• [COMPITI ASSEGNATI]
(a) Spiega in una o due frasi perché, secondo il testo sugli anni 60, il padre sorride quando il giovane dice di avere uno studio dove si registrano dischi di musica rock.
(b) Riprendi il testo sugli anni 60 e proseguilo subito dopo la sua ultima frase.

• [TESTO FORNITO]

Ultimo Aggiornamento: 14/11/2007 00:50
14/11/2007 00:50

Sulla spiaggia - come sopravvivere agli anni 60

I am a lonely visitor
I came too late to cause a stir
Though I campaigned all my life
towards that goal
I hardly slept the night you wept
Our secret's safe and still well kept
Where even Richard Nixon has got soul
Even Richard Nixon has got
Soul

(Neil Young, Campaigner)

C’era una volta una generazione che aveva sognato di cambiare il mondo. Non era tanto un problema di sistemi politici in cambio di altri. Era piuttosto uno stile di vita contro l’altro. C’è una scena magnifica, nel bel – seppur dimenticato – Taking Off, film che Milos Forman girò appena giunto negli Stati Uniti, fuggito dall’occupazione sovietica della sua Cecoslovacchia, che coglie meglio di quanto hanno fatto molti americani quello che succedeva proprio negli Stati Uniti alla fine dei 60. Una ragazza convince i genitori a invitare a cena il suo fidanzato. Quando gli aprono la porta, trovano il classico hippie dai capelli e dalla barba lunga da cui avevano sperato di tenere lontano la figlia. La cena procede nel massimo imbarazzo e freddezza, fino a quando il padre chiede al giovane che lavoro faccia. Questi dice di avere uno studio dove si registrano i dischi di musica rock. Il padre sorride, come dire, ecco qui bambina mia, te lo avevo detto che si tratta di balordi senza una lira. Gli chiede, sogghignando, quanto guadagna in un anno. Lui risponde pensieroso diverse decine di migliaia di dollari. Praticamente il doppio o forse anche più di quello che il pover’uomo guadagna con la sua onesta professione di assicuratore o impiegato di banca.

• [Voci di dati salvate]

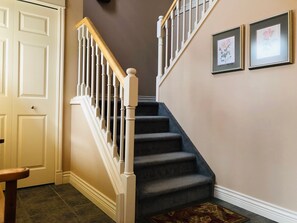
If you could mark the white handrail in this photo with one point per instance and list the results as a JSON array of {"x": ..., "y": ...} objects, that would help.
[
  {"x": 174, "y": 35},
  {"x": 102, "y": 80}
]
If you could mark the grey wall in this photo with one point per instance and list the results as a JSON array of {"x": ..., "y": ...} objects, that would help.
[{"x": 129, "y": 29}]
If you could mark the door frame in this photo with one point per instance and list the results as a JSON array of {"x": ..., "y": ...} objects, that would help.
[{"x": 60, "y": 6}]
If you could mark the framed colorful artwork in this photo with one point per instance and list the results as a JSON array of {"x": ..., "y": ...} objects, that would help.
[
  {"x": 228, "y": 50},
  {"x": 271, "y": 41}
]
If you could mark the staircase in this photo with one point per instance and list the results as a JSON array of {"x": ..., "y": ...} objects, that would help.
[{"x": 169, "y": 170}]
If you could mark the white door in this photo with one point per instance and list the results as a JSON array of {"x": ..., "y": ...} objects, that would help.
[
  {"x": 33, "y": 92},
  {"x": 6, "y": 35}
]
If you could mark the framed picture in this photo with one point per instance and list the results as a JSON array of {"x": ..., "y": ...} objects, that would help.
[
  {"x": 271, "y": 41},
  {"x": 228, "y": 50}
]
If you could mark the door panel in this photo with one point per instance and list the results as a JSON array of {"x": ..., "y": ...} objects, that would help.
[
  {"x": 33, "y": 65},
  {"x": 34, "y": 96},
  {"x": 6, "y": 73},
  {"x": 28, "y": 89}
]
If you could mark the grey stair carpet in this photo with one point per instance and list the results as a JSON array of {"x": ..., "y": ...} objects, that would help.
[{"x": 169, "y": 170}]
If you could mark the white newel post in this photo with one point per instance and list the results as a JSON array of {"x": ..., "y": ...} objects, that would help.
[
  {"x": 160, "y": 36},
  {"x": 130, "y": 102}
]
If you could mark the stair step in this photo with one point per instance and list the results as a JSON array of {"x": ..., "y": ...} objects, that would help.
[
  {"x": 147, "y": 108},
  {"x": 151, "y": 124},
  {"x": 152, "y": 167},
  {"x": 160, "y": 159},
  {"x": 148, "y": 124},
  {"x": 170, "y": 185},
  {"x": 155, "y": 143}
]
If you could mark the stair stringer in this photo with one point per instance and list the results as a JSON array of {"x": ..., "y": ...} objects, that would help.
[
  {"x": 187, "y": 144},
  {"x": 105, "y": 151}
]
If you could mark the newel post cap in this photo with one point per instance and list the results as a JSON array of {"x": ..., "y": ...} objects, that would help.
[{"x": 131, "y": 88}]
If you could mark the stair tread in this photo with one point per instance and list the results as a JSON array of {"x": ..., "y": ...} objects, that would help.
[
  {"x": 165, "y": 186},
  {"x": 156, "y": 136},
  {"x": 155, "y": 159}
]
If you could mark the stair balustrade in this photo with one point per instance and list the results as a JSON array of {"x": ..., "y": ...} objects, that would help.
[
  {"x": 175, "y": 31},
  {"x": 112, "y": 95}
]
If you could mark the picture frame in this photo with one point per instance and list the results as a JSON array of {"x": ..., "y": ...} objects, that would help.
[
  {"x": 228, "y": 50},
  {"x": 271, "y": 41}
]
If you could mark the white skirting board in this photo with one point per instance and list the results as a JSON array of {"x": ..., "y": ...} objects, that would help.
[
  {"x": 254, "y": 205},
  {"x": 100, "y": 200}
]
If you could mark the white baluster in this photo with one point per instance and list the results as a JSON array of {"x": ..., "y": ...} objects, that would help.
[
  {"x": 115, "y": 114},
  {"x": 172, "y": 33},
  {"x": 160, "y": 37},
  {"x": 190, "y": 18},
  {"x": 131, "y": 101},
  {"x": 122, "y": 129},
  {"x": 87, "y": 90},
  {"x": 197, "y": 12},
  {"x": 102, "y": 120},
  {"x": 83, "y": 81},
  {"x": 203, "y": 7},
  {"x": 166, "y": 44},
  {"x": 109, "y": 86},
  {"x": 79, "y": 62},
  {"x": 92, "y": 99},
  {"x": 97, "y": 109},
  {"x": 184, "y": 22},
  {"x": 177, "y": 27}
]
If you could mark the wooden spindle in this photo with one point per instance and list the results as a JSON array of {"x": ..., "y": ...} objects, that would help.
[
  {"x": 115, "y": 114},
  {"x": 197, "y": 12},
  {"x": 109, "y": 86},
  {"x": 97, "y": 109},
  {"x": 83, "y": 81},
  {"x": 102, "y": 120},
  {"x": 92, "y": 99},
  {"x": 122, "y": 129},
  {"x": 79, "y": 62},
  {"x": 172, "y": 33},
  {"x": 203, "y": 7},
  {"x": 87, "y": 89},
  {"x": 190, "y": 18},
  {"x": 166, "y": 44},
  {"x": 131, "y": 101},
  {"x": 177, "y": 27},
  {"x": 184, "y": 23}
]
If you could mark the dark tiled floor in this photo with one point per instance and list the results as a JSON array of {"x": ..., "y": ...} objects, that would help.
[
  {"x": 64, "y": 204},
  {"x": 57, "y": 204}
]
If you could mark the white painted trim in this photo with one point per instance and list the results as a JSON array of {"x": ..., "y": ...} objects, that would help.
[
  {"x": 255, "y": 205},
  {"x": 95, "y": 196},
  {"x": 60, "y": 95},
  {"x": 98, "y": 198},
  {"x": 105, "y": 151},
  {"x": 186, "y": 44}
]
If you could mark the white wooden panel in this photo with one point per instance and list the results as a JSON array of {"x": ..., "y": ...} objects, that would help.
[
  {"x": 3, "y": 65},
  {"x": 34, "y": 23},
  {"x": 33, "y": 65},
  {"x": 3, "y": 17},
  {"x": 2, "y": 136},
  {"x": 32, "y": 144}
]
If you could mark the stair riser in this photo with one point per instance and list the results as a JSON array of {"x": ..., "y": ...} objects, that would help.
[
  {"x": 164, "y": 202},
  {"x": 146, "y": 126},
  {"x": 165, "y": 170},
  {"x": 142, "y": 109},
  {"x": 156, "y": 147}
]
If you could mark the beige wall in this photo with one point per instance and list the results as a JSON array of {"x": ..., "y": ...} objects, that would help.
[
  {"x": 244, "y": 123},
  {"x": 74, "y": 13},
  {"x": 86, "y": 161}
]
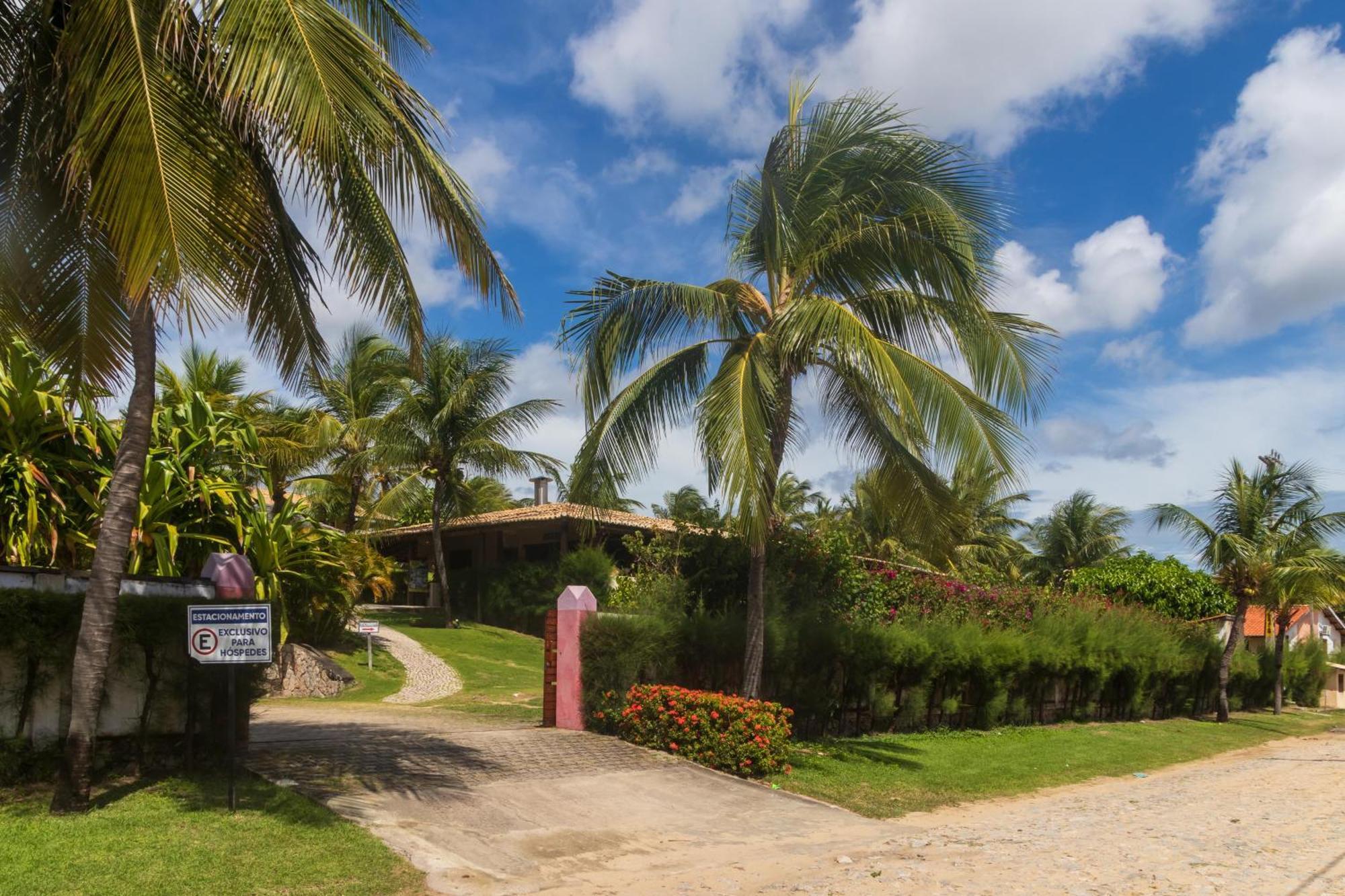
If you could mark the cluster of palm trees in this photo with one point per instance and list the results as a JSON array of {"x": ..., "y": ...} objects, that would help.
[
  {"x": 151, "y": 155},
  {"x": 377, "y": 440}
]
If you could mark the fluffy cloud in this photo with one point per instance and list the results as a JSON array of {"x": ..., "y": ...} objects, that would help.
[
  {"x": 1272, "y": 253},
  {"x": 1202, "y": 421},
  {"x": 993, "y": 69},
  {"x": 704, "y": 190},
  {"x": 981, "y": 68},
  {"x": 1143, "y": 353},
  {"x": 1120, "y": 276},
  {"x": 1075, "y": 436},
  {"x": 699, "y": 64}
]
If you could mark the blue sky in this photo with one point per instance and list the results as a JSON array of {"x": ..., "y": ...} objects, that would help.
[{"x": 1176, "y": 167}]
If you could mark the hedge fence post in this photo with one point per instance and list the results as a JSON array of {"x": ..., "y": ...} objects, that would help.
[{"x": 572, "y": 607}]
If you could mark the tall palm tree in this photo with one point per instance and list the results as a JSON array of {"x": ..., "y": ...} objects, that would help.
[
  {"x": 221, "y": 381},
  {"x": 981, "y": 528},
  {"x": 1079, "y": 532},
  {"x": 861, "y": 257},
  {"x": 688, "y": 505},
  {"x": 451, "y": 421},
  {"x": 1264, "y": 541},
  {"x": 793, "y": 498},
  {"x": 147, "y": 153},
  {"x": 352, "y": 397}
]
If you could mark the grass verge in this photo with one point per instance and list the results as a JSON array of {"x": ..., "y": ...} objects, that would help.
[
  {"x": 887, "y": 775},
  {"x": 501, "y": 669},
  {"x": 176, "y": 836},
  {"x": 371, "y": 686}
]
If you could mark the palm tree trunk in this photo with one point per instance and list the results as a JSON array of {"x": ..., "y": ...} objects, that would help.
[
  {"x": 110, "y": 563},
  {"x": 754, "y": 655},
  {"x": 440, "y": 567},
  {"x": 1226, "y": 662},
  {"x": 357, "y": 490},
  {"x": 1281, "y": 626}
]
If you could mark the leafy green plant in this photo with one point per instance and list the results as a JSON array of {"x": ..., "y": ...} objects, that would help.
[{"x": 1168, "y": 585}]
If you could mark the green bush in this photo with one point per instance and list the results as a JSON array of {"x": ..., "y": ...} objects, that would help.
[
  {"x": 587, "y": 567},
  {"x": 1078, "y": 659},
  {"x": 1167, "y": 585},
  {"x": 748, "y": 737},
  {"x": 618, "y": 651}
]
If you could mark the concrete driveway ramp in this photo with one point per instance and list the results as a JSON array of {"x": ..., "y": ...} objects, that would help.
[{"x": 506, "y": 810}]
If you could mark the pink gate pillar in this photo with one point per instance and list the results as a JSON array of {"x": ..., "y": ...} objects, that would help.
[{"x": 572, "y": 607}]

• [RISPOSTE AI COMPITI]
(a) Il padre sorride come per dire alla figlia che gliel'aveva detto: per lui si tratta di balordi senza una lira.

(b)
Della serie: c’è un tipo nuovo in città, i tempi sono cambiati.



Di fatto, quella generazione con i suoi sogni e utopie stava veramente cambiando il mondo. Avevano eclissato il concetto di matrimonio, proclamando l’amore libero e lo scambio di coppia, anche i rapporti a tre, come li cantò David Crosby nella sua Triad, e ad esso opponevano la vita nelle comuni; avevano superato le porte della percezione decretando il potere delle droghe come superamento delle leggi fisiche e del concetto di realtà come fino allora era conosciuto; avevano inventato una poesia sonica, che non si leggeva più nei libri, ma si ascoltava dai dischi e nei concerti; stavano fermando una guerra, quella in Vietnam, con le marce nelle strade.
Credevano fermamente nell’idea di pace & amore universali e quando a Woodstock, in un campo di patate trasformato in una immensa latrina di fango, si contarono e videro che erano un milione e più, pensarono di aver vinto.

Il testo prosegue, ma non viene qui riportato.